Stated problem
Rewrite the listing below with every "pin" changed to "marker", keeping everything else the same.

[begin Given records]

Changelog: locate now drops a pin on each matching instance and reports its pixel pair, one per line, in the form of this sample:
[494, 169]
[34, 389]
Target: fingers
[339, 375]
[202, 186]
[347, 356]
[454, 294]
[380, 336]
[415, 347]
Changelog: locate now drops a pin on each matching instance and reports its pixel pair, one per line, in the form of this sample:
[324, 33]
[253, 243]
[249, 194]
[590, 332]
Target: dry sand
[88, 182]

[end Given records]

Solution for this exercise
Changelog: locate now drops a marker on each matching instance and reports its pixel pair, one per line, in the form of this sample:
[494, 169]
[34, 389]
Target: fingers
[339, 375]
[202, 186]
[347, 356]
[454, 294]
[380, 336]
[415, 347]
Changelog: locate now drops a marker on each matching instance and reports its pixel pair, one per line, in the form of this sample:
[324, 33]
[253, 243]
[249, 194]
[590, 332]
Target: dry sand
[88, 182]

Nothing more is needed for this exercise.